[Data listing]
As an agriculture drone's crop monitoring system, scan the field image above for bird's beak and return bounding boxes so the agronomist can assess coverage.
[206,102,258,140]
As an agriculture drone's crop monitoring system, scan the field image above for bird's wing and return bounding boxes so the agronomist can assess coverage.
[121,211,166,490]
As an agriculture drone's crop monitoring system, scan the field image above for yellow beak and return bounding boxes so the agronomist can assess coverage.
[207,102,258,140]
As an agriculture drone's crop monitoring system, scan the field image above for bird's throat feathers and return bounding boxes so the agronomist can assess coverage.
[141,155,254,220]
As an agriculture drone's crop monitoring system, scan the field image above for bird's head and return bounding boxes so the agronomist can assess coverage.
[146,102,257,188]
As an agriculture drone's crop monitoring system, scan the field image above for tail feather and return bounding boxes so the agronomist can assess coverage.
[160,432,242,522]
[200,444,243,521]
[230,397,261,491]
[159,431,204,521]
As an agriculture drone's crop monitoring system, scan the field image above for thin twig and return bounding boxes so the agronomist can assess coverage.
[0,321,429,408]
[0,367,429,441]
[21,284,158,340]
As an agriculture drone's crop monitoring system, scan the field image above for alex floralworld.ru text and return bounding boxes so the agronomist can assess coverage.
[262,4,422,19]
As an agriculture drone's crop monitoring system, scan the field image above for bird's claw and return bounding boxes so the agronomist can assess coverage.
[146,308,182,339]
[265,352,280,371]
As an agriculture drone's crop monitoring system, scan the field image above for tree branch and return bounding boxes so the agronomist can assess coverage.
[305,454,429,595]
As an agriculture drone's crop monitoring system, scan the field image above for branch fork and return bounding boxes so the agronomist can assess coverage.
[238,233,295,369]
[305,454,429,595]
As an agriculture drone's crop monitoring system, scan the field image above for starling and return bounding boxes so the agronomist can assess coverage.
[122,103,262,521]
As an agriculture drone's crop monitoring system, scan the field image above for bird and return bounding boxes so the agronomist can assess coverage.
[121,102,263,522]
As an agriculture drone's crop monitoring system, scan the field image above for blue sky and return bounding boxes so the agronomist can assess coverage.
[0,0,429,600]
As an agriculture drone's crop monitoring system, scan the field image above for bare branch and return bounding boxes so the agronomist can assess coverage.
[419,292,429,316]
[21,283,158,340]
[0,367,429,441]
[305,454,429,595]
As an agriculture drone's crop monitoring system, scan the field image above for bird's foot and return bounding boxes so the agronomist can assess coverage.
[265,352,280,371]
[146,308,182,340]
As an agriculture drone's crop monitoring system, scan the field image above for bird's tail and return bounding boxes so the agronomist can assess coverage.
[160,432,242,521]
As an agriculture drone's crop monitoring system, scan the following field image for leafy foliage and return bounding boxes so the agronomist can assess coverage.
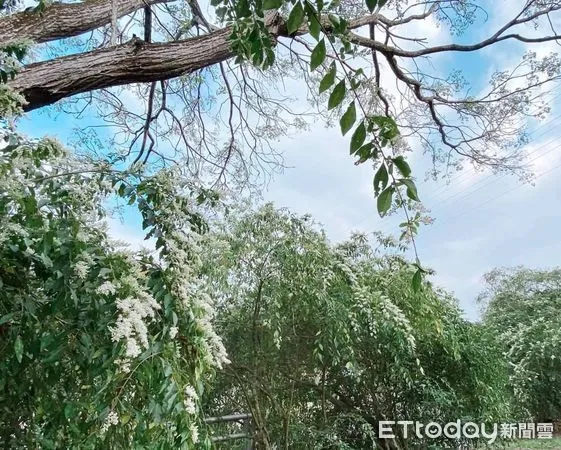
[206,205,510,449]
[480,267,561,422]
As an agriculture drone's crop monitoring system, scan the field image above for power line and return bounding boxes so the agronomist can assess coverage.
[354,109,561,232]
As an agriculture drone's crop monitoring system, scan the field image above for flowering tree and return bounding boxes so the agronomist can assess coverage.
[201,205,511,449]
[480,267,561,422]
[0,0,561,222]
[0,118,228,449]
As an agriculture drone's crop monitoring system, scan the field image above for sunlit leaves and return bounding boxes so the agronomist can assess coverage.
[14,334,23,362]
[286,2,304,34]
[319,62,337,94]
[366,0,378,12]
[411,268,423,292]
[263,0,282,11]
[399,178,419,202]
[327,80,347,109]
[340,101,356,136]
[351,121,366,155]
[374,164,389,195]
[376,186,395,217]
[392,155,411,178]
[310,39,326,71]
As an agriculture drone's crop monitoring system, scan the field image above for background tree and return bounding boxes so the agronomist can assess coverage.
[0,121,228,449]
[480,267,561,422]
[204,205,511,449]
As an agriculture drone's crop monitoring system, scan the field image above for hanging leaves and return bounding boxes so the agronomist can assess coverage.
[339,101,356,136]
[286,2,304,34]
[327,80,347,109]
[310,39,327,71]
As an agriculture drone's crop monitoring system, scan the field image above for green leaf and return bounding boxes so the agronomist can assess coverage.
[372,116,399,141]
[399,178,419,202]
[411,269,423,292]
[0,312,16,325]
[339,101,356,136]
[327,80,347,109]
[304,1,321,41]
[351,120,366,155]
[319,63,337,94]
[263,0,282,11]
[308,16,321,41]
[374,164,389,195]
[236,0,251,18]
[366,0,378,12]
[310,39,326,71]
[14,334,23,362]
[392,156,411,178]
[356,142,374,160]
[286,2,304,34]
[377,186,394,217]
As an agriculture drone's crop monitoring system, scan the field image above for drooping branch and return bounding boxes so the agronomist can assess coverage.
[0,0,169,44]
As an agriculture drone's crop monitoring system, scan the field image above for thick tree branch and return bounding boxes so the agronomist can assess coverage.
[0,0,169,44]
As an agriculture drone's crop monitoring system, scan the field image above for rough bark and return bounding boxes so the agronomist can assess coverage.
[8,14,285,111]
[0,0,168,45]
[9,28,233,111]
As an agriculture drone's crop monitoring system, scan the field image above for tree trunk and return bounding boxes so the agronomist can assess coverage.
[9,28,233,111]
[8,13,285,111]
[0,0,169,45]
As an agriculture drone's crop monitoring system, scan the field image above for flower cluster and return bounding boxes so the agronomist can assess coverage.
[100,411,119,434]
[183,385,199,414]
[110,292,160,359]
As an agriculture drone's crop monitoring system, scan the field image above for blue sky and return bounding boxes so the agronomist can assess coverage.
[15,0,561,319]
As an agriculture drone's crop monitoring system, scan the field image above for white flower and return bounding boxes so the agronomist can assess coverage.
[74,261,90,280]
[100,411,119,434]
[183,385,199,414]
[96,281,117,295]
[189,423,199,444]
[107,292,160,370]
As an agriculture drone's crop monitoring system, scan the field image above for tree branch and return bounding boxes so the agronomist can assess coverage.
[0,0,169,45]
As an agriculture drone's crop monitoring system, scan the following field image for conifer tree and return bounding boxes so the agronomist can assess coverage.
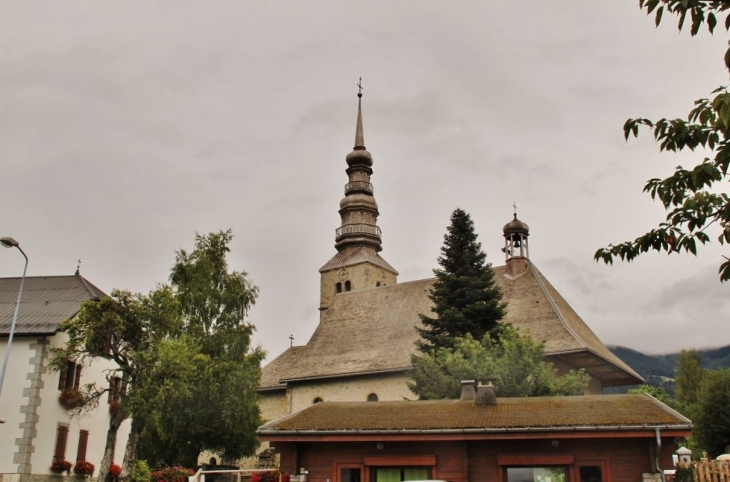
[417,208,506,353]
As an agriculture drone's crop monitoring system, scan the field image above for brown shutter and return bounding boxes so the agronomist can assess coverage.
[76,430,89,464]
[74,365,83,388]
[53,425,68,460]
[58,368,66,390]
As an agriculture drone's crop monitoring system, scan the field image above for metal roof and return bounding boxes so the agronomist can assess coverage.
[0,275,106,336]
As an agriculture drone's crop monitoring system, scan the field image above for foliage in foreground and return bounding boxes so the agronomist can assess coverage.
[417,208,505,353]
[594,0,730,281]
[408,325,590,400]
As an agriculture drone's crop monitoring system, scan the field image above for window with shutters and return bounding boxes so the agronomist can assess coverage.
[76,430,89,464]
[58,360,84,390]
[53,425,68,462]
[107,377,124,405]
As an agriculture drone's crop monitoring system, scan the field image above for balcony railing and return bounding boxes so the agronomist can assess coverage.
[345,181,374,195]
[335,224,381,240]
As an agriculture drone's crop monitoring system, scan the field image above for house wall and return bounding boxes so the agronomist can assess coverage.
[272,433,677,482]
[0,334,130,477]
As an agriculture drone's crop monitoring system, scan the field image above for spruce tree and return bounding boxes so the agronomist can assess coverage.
[417,208,506,353]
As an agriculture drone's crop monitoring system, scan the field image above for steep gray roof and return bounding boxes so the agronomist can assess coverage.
[261,264,643,389]
[0,275,106,336]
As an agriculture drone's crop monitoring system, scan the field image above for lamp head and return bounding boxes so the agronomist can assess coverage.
[0,236,20,248]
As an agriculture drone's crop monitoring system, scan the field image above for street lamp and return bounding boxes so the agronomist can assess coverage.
[0,237,28,423]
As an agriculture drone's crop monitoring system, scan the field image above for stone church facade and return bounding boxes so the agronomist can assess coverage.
[260,94,643,420]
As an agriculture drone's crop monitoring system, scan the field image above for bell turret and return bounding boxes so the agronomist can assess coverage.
[502,208,530,276]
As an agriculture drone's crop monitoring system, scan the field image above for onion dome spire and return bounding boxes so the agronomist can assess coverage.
[335,78,382,252]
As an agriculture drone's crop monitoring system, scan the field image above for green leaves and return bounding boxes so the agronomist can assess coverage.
[408,325,590,399]
[417,209,505,353]
[593,86,730,281]
[639,0,730,36]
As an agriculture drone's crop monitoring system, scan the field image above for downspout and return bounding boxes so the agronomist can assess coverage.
[654,427,664,474]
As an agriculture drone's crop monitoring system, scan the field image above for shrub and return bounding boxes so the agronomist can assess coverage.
[74,460,94,477]
[251,470,290,482]
[151,467,195,482]
[51,459,71,472]
[129,460,151,482]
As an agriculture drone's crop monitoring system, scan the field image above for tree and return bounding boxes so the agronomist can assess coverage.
[51,286,182,482]
[408,325,590,399]
[135,230,264,467]
[693,369,730,458]
[594,0,730,281]
[417,208,506,353]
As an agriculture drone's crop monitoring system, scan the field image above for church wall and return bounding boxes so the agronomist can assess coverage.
[319,263,397,309]
[259,389,289,422]
[292,374,418,412]
[549,360,603,395]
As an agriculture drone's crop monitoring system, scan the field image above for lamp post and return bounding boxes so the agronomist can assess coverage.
[0,237,28,423]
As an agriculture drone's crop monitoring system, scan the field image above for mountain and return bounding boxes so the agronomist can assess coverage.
[608,345,730,396]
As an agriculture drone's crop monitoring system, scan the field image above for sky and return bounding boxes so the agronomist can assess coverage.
[0,0,730,359]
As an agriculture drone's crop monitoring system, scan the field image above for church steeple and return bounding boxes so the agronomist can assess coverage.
[335,84,383,252]
[319,83,398,310]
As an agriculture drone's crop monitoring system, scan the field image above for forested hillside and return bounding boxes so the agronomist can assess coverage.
[608,345,730,396]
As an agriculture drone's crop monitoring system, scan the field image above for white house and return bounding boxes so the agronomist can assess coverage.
[0,272,129,482]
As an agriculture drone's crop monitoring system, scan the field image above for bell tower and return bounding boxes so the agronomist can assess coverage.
[319,84,398,311]
[502,207,530,278]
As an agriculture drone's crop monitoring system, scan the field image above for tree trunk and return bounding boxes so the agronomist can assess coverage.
[96,407,124,482]
[119,418,143,481]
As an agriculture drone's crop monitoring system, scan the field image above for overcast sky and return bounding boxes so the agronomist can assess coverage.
[0,0,730,358]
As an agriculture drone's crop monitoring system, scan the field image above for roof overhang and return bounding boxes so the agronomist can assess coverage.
[545,349,646,387]
[256,424,692,442]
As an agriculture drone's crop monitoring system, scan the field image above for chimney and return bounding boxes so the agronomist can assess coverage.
[474,380,497,405]
[459,380,476,400]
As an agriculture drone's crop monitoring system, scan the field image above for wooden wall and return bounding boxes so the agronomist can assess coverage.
[273,437,677,482]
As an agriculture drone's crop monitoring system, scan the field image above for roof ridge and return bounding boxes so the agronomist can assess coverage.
[73,274,106,299]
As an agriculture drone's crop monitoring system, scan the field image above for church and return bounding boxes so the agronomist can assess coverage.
[259,93,644,420]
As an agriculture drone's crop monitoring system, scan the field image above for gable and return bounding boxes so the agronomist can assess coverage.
[261,263,643,389]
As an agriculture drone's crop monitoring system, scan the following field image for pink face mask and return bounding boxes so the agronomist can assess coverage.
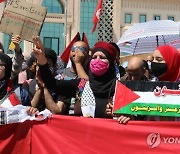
[90,59,109,76]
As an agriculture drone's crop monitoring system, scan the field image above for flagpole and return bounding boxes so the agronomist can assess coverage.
[64,0,67,49]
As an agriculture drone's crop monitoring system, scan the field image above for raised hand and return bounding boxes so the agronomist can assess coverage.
[11,35,21,52]
[33,36,47,65]
[26,106,39,116]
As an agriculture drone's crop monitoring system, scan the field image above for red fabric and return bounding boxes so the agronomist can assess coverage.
[0,115,180,154]
[92,0,103,33]
[60,32,80,63]
[0,0,5,3]
[9,92,21,106]
[0,121,31,154]
[157,45,180,81]
[31,116,180,154]
[113,81,140,111]
[82,32,89,47]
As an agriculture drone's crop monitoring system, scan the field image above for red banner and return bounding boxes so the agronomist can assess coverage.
[0,115,180,154]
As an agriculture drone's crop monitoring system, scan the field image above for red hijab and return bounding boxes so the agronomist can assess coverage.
[157,45,180,81]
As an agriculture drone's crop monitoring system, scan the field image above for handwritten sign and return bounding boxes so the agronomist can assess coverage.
[0,0,47,42]
[114,81,180,117]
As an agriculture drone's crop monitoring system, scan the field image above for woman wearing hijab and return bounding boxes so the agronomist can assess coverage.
[151,45,180,82]
[0,53,12,101]
[0,53,38,115]
[33,37,129,123]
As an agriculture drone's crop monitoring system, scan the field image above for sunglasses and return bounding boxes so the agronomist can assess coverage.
[71,46,87,52]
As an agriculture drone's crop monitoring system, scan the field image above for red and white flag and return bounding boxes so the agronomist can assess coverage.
[92,0,103,33]
[0,0,5,3]
[60,32,80,64]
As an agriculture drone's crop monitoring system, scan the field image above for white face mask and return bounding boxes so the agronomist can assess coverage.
[147,61,151,69]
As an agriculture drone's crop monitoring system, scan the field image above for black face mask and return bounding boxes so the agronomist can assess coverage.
[151,62,167,77]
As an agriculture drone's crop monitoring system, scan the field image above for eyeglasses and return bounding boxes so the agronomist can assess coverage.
[71,46,87,52]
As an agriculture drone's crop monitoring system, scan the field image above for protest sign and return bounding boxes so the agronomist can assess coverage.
[0,0,47,42]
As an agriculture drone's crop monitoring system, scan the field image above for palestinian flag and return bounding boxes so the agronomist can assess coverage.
[122,42,132,48]
[113,81,180,117]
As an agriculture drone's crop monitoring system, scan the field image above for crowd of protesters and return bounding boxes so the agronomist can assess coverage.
[0,35,180,124]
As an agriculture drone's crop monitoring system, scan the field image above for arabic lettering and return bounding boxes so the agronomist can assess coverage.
[131,105,163,112]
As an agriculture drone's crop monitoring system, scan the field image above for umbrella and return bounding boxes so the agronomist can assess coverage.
[117,20,180,54]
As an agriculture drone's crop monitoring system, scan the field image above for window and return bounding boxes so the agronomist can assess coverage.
[43,37,59,55]
[42,0,64,13]
[139,14,146,23]
[40,22,64,55]
[125,14,132,24]
[154,16,161,20]
[168,16,174,21]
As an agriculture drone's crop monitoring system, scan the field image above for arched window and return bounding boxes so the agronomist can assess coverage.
[42,0,64,14]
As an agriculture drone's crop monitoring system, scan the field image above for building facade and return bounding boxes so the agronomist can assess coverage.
[0,0,180,55]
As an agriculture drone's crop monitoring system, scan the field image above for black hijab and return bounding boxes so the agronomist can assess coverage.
[89,42,117,117]
[0,53,12,100]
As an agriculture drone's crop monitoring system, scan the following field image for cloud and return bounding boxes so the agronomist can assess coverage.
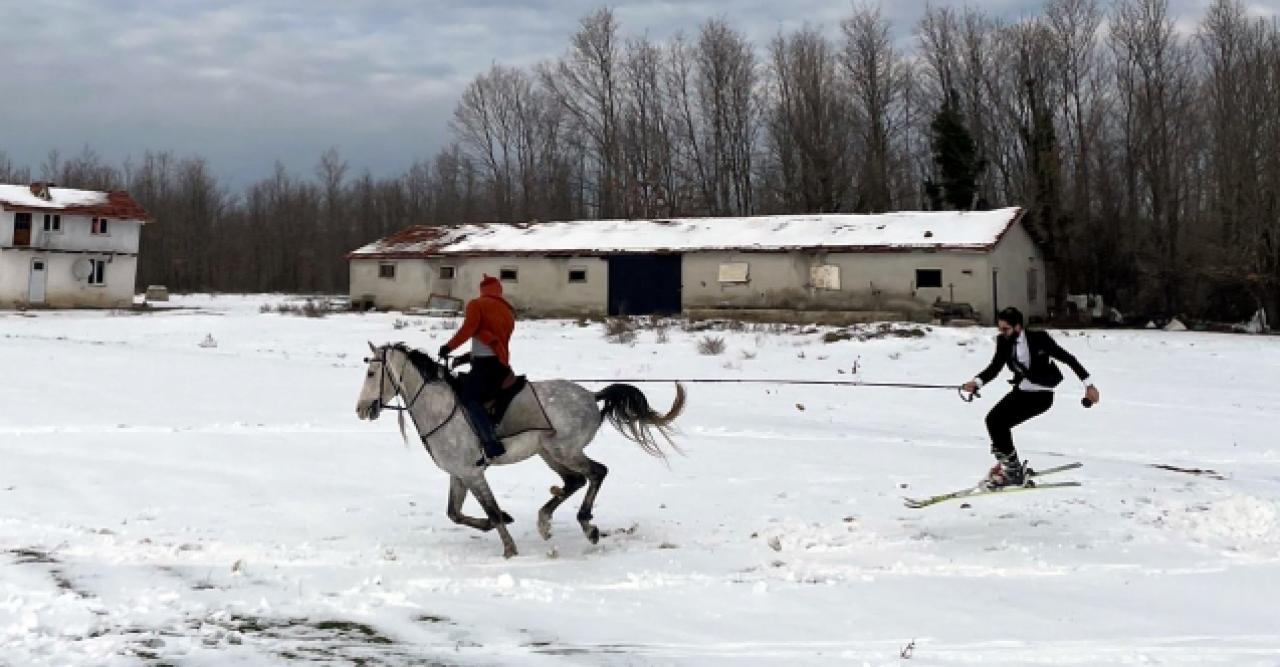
[0,0,1218,184]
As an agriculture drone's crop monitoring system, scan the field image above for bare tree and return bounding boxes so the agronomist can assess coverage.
[1110,0,1198,312]
[767,28,852,213]
[540,9,623,218]
[841,5,906,213]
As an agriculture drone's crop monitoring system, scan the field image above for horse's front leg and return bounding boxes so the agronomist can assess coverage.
[445,475,515,531]
[465,472,516,558]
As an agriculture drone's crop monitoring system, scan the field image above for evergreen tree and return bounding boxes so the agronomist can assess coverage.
[924,90,987,211]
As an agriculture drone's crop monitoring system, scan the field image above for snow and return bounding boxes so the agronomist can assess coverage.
[352,207,1019,256]
[0,184,108,209]
[0,296,1280,666]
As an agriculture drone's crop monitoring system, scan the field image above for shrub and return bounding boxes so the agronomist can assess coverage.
[698,335,724,356]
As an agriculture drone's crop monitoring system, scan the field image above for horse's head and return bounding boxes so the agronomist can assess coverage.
[356,343,449,420]
[356,343,397,420]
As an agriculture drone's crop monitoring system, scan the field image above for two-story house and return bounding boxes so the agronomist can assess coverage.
[0,183,151,307]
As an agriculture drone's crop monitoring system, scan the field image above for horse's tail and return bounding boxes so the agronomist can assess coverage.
[595,383,685,458]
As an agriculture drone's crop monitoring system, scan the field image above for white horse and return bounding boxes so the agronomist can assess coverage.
[356,343,685,558]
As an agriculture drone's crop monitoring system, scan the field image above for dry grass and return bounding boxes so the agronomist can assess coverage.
[698,335,724,356]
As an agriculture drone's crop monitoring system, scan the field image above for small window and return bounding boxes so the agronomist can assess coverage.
[915,269,942,289]
[809,264,840,289]
[718,261,750,283]
[88,260,106,285]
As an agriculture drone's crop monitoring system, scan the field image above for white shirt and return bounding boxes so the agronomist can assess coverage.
[973,333,1093,392]
[1014,334,1053,392]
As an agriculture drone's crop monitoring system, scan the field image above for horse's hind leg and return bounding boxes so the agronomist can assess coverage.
[445,476,513,531]
[538,452,586,540]
[570,453,609,544]
[465,474,516,558]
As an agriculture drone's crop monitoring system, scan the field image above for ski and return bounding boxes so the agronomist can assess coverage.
[904,462,1084,510]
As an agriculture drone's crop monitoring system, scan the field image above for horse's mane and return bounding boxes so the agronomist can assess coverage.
[390,342,452,382]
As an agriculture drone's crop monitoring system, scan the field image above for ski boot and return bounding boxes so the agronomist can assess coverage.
[980,456,1033,492]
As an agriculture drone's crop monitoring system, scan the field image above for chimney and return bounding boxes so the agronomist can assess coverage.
[31,181,55,201]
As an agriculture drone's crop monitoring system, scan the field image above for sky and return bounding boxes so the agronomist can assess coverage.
[0,0,1264,186]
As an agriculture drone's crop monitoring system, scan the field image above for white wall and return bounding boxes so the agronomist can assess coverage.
[982,221,1048,324]
[684,251,991,316]
[0,211,142,252]
[348,259,431,309]
[349,257,609,315]
[0,211,142,307]
[349,223,1044,323]
[0,248,138,309]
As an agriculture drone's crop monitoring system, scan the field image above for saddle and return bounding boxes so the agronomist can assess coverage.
[408,350,556,439]
[457,373,556,439]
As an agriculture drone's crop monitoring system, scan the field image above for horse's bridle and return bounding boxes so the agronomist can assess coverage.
[365,344,458,442]
[365,346,428,417]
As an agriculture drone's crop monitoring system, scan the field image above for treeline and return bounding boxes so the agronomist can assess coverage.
[0,0,1280,320]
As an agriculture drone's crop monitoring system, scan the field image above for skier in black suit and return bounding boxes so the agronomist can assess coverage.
[963,307,1098,489]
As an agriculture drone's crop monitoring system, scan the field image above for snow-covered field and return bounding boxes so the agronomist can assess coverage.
[0,296,1280,666]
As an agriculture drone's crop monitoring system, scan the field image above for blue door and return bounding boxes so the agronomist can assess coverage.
[608,255,681,315]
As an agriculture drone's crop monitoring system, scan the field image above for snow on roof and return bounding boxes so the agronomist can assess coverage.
[0,183,151,221]
[348,207,1021,259]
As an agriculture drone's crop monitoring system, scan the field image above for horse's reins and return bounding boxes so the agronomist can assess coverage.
[366,347,432,442]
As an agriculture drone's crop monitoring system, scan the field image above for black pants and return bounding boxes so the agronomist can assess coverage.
[987,389,1053,460]
[462,357,511,457]
[462,357,511,403]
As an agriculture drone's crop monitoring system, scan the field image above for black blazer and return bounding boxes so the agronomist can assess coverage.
[978,329,1089,387]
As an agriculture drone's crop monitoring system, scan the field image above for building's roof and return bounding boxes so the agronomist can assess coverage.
[0,184,151,221]
[348,207,1021,259]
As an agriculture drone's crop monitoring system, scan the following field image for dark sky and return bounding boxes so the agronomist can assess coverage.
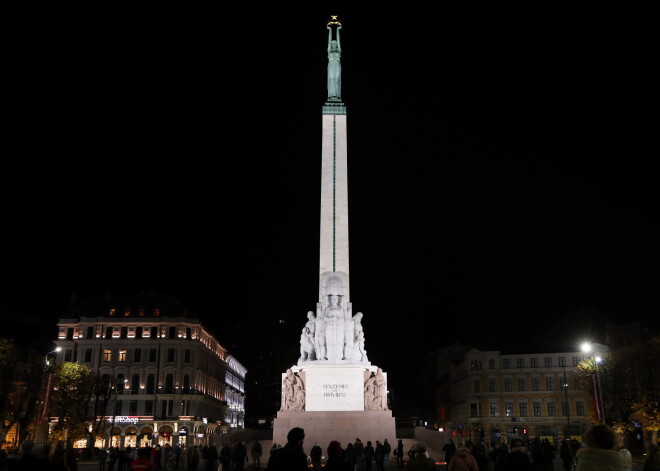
[0,7,660,414]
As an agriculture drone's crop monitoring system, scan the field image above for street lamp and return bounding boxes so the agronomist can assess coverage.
[109,379,128,446]
[582,342,605,423]
[562,365,571,440]
[46,347,62,366]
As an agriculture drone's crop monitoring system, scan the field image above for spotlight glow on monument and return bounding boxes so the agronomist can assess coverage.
[273,16,396,447]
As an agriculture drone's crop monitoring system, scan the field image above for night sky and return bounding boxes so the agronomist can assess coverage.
[0,7,660,414]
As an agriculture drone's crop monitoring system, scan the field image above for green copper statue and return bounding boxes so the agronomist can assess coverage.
[327,16,341,101]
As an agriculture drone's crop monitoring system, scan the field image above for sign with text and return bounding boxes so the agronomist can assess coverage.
[305,366,364,411]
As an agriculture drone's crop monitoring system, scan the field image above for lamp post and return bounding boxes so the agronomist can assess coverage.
[46,347,62,366]
[108,379,128,447]
[562,365,571,440]
[582,342,605,423]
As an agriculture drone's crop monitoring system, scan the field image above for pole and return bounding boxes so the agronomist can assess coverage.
[562,365,571,440]
[594,357,605,423]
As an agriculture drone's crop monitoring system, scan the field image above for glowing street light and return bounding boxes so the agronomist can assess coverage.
[46,347,62,366]
[582,342,605,423]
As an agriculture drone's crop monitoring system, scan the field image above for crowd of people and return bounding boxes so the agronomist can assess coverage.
[0,424,660,471]
[438,424,660,471]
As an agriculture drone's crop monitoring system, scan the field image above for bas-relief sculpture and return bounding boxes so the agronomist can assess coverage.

Stated problem: Write out the lines of the data above word for word, beginning at the line that has "above for snow-covered" and stopping after the line that has "[462,357,511,403]".

Exercise response:
As an agriculture drone's crop monitoring system, scan the field image above for snow-covered field and return bounding boxes so the agronomist can assess coverage.
[0,296,1280,666]
As an agriculture drone's crop monitoring system, scan the field image above for blue door and return bounding boxes so the agronomist can assess coverage.
[608,255,681,315]
As an agriculture drone's crop monitoring system, scan the field image above for snow on roof and return bounding boxes so the agronomist can assess coverage.
[0,183,151,221]
[348,207,1021,259]
As an agriculture drone's crop monitoring system, scan the field image above for horse's reins and return bounding boxes so the agronomist can assess coverage.
[366,347,432,442]
As an agriculture drone's crop monitoring system, scan the field image above for black pants and return bounding boxes so the agronomist can assess coverage.
[987,389,1053,460]
[462,357,511,457]
[462,357,511,403]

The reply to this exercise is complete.